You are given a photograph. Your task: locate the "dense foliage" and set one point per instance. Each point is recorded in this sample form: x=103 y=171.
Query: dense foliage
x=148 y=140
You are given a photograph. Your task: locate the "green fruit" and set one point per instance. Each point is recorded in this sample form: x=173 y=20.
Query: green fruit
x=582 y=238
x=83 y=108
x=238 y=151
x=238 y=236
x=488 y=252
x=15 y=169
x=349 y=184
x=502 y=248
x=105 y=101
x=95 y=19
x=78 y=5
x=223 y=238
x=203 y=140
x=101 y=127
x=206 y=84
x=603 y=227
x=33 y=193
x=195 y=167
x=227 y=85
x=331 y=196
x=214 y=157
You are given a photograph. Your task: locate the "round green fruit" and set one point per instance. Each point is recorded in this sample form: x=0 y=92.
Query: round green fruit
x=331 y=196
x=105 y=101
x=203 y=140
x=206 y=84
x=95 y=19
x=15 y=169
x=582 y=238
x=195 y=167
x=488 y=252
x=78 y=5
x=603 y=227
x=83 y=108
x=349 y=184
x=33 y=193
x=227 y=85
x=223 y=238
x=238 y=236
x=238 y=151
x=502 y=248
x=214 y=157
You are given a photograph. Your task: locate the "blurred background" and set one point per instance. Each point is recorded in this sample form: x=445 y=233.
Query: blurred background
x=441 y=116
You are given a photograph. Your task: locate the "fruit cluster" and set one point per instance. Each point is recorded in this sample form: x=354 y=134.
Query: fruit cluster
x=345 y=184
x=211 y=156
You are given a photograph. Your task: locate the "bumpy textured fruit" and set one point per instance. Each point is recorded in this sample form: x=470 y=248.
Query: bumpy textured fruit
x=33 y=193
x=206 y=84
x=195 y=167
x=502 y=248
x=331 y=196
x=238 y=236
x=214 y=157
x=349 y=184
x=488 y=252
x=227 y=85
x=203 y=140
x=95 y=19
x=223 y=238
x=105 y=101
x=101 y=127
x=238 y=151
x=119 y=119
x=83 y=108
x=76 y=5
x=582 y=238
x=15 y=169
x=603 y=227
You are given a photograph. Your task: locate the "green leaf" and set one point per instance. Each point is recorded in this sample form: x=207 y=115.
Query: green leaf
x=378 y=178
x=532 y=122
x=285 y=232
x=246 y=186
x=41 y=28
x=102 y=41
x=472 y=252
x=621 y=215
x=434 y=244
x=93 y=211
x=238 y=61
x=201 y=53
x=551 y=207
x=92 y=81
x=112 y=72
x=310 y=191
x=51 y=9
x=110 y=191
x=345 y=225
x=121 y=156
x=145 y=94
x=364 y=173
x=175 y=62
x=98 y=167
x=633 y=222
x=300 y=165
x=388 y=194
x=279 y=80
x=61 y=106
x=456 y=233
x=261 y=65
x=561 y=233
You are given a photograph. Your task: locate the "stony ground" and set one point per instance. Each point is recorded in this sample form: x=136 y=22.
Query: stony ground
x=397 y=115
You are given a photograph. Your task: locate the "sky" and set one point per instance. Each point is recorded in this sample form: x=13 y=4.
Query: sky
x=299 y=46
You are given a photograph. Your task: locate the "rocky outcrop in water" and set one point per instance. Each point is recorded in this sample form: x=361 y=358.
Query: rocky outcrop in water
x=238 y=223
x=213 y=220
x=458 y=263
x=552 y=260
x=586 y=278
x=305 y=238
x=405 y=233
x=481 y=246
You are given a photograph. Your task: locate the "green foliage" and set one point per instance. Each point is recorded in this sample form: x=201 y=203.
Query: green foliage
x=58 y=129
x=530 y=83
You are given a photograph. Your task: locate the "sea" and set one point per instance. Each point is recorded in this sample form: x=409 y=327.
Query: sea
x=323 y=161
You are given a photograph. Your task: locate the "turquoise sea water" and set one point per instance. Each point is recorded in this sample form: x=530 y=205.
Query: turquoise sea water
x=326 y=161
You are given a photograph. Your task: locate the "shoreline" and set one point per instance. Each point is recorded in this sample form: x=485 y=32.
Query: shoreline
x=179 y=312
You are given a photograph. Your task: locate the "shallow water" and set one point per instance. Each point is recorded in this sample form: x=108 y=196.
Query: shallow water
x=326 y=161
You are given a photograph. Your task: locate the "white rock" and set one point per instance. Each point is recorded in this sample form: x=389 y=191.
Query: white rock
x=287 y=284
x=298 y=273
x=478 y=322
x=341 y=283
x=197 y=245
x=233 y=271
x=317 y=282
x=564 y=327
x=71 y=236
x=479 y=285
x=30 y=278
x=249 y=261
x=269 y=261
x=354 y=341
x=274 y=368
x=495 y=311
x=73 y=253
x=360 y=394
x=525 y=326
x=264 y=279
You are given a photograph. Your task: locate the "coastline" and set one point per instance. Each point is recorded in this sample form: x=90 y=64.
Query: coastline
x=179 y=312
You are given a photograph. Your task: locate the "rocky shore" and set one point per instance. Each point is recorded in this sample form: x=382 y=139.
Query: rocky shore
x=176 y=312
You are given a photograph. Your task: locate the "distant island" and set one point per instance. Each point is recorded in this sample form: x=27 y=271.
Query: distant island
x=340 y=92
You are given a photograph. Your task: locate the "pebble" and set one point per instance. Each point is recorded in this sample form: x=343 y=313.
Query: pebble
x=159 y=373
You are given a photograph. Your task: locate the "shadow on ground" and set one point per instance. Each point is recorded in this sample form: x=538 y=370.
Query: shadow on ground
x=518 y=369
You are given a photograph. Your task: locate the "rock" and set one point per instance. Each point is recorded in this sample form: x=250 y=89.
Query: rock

__Task__
Nothing should be altered. Set down all the data again.

__Written solution__
You are given a photograph. Your task: locate the "dense foliage" and set one point per instance. Each point is recorded in this sample form: x=103 y=171.
Query: dense foliage
x=148 y=140
You are given a photograph. Your task: locate the "green fruit" and set one point per instance. Each point is recorded in this sample form: x=173 y=20.
Query: green fruit
x=582 y=238
x=83 y=108
x=238 y=151
x=238 y=236
x=488 y=252
x=15 y=169
x=349 y=184
x=502 y=248
x=105 y=101
x=95 y=19
x=78 y=5
x=223 y=238
x=203 y=140
x=101 y=127
x=206 y=84
x=603 y=227
x=33 y=193
x=195 y=167
x=227 y=85
x=331 y=196
x=214 y=157
You are given a photograph. Your task: locate the "round green fruit" and set one point per instance. Each point is recorded in this sample form: x=0 y=92.
Query: round green fruit
x=331 y=196
x=105 y=101
x=203 y=140
x=206 y=84
x=95 y=19
x=15 y=169
x=582 y=238
x=195 y=167
x=488 y=252
x=78 y=5
x=603 y=227
x=83 y=108
x=349 y=184
x=33 y=193
x=227 y=85
x=223 y=238
x=238 y=236
x=238 y=151
x=502 y=248
x=214 y=157
You are given a photograph. Your task: locate the "blurred background" and set one point per instance. Each point is recorded in this sample form: x=445 y=233.
Query: blurred background
x=441 y=116
You are given a photograph. Your task: locate the "fruit cluster" and set one point per instance. Each point is recorded in this sample form: x=354 y=134.
Query: fruit cluster
x=345 y=184
x=211 y=156
You are given a photograph. Your task: locate the "bumpy textured fruit" and set one point per instance. Each point is recorded in this sample form: x=470 y=248.
Query: bumpy textured fruit
x=33 y=193
x=206 y=84
x=195 y=167
x=502 y=248
x=331 y=196
x=238 y=236
x=214 y=157
x=349 y=184
x=488 y=252
x=227 y=85
x=203 y=140
x=95 y=19
x=223 y=238
x=105 y=101
x=101 y=127
x=238 y=151
x=119 y=119
x=83 y=108
x=76 y=5
x=582 y=238
x=15 y=169
x=603 y=227
You are given a photograph. Your task: locate the "green leaf" and set one point per instance. Each point is recorded in this sample form: x=207 y=115.
Query: green leaf
x=378 y=178
x=532 y=122
x=285 y=232
x=246 y=186
x=41 y=28
x=102 y=41
x=472 y=252
x=621 y=215
x=434 y=244
x=93 y=211
x=238 y=61
x=201 y=53
x=551 y=207
x=92 y=81
x=112 y=72
x=310 y=191
x=51 y=9
x=110 y=191
x=345 y=225
x=121 y=156
x=145 y=94
x=364 y=173
x=175 y=62
x=98 y=167
x=633 y=222
x=300 y=165
x=388 y=194
x=279 y=80
x=61 y=106
x=456 y=233
x=261 y=65
x=561 y=233
You are given a photograph. Your task: locate the "stony ground" and set one point per instance. Each point is recorded in this sample form: x=136 y=22.
Query: stony ground
x=397 y=115
You are given a photograph. Your task: locate the "sky" and set one point per instance. Each point is recorded in this sample form: x=13 y=4.
Query: sky
x=299 y=46
You are given a photograph. Your task: locate the "rocky outcrop in water" and set one point per instance. Each point is recorded in this sample form: x=361 y=358.
Query: rocky outcrop in water
x=238 y=223
x=213 y=220
x=458 y=263
x=552 y=260
x=586 y=278
x=305 y=238
x=405 y=233
x=481 y=246
You are given a photograph. Your task: locate the "green foliage" and set one point per instance. Each point is recorded in this sample form: x=201 y=203.
Query: green foliage
x=58 y=129
x=530 y=83
You are given a photograph. Your task: locate the "sea" and set one point per instance. Each point is recorded in this sample form: x=409 y=327.
Query: sea
x=323 y=161
You are given a photograph. Your task: locate the "turquoise sea water" and set one point per instance. Each point is recorded in this sample form: x=530 y=205.
Query: turquoise sea water
x=326 y=161
You are given a photograph. Your task: locate the "shoreline" and set one point per instance. Each point is recorded in this sample form: x=485 y=32.
Query: shoreline
x=179 y=312
You are given a photograph. Your task: locate the "shallow water" and set one point per instance. Each point is recorded in this sample form: x=108 y=196.
Query: shallow water
x=326 y=161
You are given a photograph. Your task: locate the "white rock" and set one point per instance. Each point is recorded in this sample form: x=389 y=191.
Query: white rock
x=287 y=284
x=298 y=273
x=478 y=322
x=341 y=283
x=197 y=245
x=233 y=271
x=317 y=282
x=564 y=327
x=71 y=236
x=479 y=285
x=30 y=278
x=249 y=261
x=269 y=261
x=354 y=341
x=274 y=368
x=495 y=311
x=73 y=253
x=360 y=394
x=525 y=326
x=264 y=279
You are given a photograph. Your task: locate the "coastline" and set one point per instance. Each point is recorded in this sample form: x=90 y=64.
Query: coastline
x=179 y=312
You are given a photograph. Your task: locate the "rocky shore" and set one point per instance. Each point is recorded in this sample form: x=382 y=139.
Query: rocky shore
x=176 y=312
You are given a photograph. Your task: locate the "distant island" and set one point per instance. Each point is recorded in this sample form: x=27 y=271.
Query: distant island
x=340 y=92
You are given a photograph. Your task: locate the "pebble" and set one point per instance. Each point is recorded in this sample form: x=343 y=313.
Query: pebble
x=159 y=373
You are given a photograph. Your task: locate the "shadow on ground" and set one point per instance. Each point is recorded in this sample form: x=538 y=370.
Query: shadow on ground
x=518 y=369
You are given a photograph. Your task: locate the "rock" and set one point per instance. Each point is recorded in this sample form: x=250 y=89.
Query: rock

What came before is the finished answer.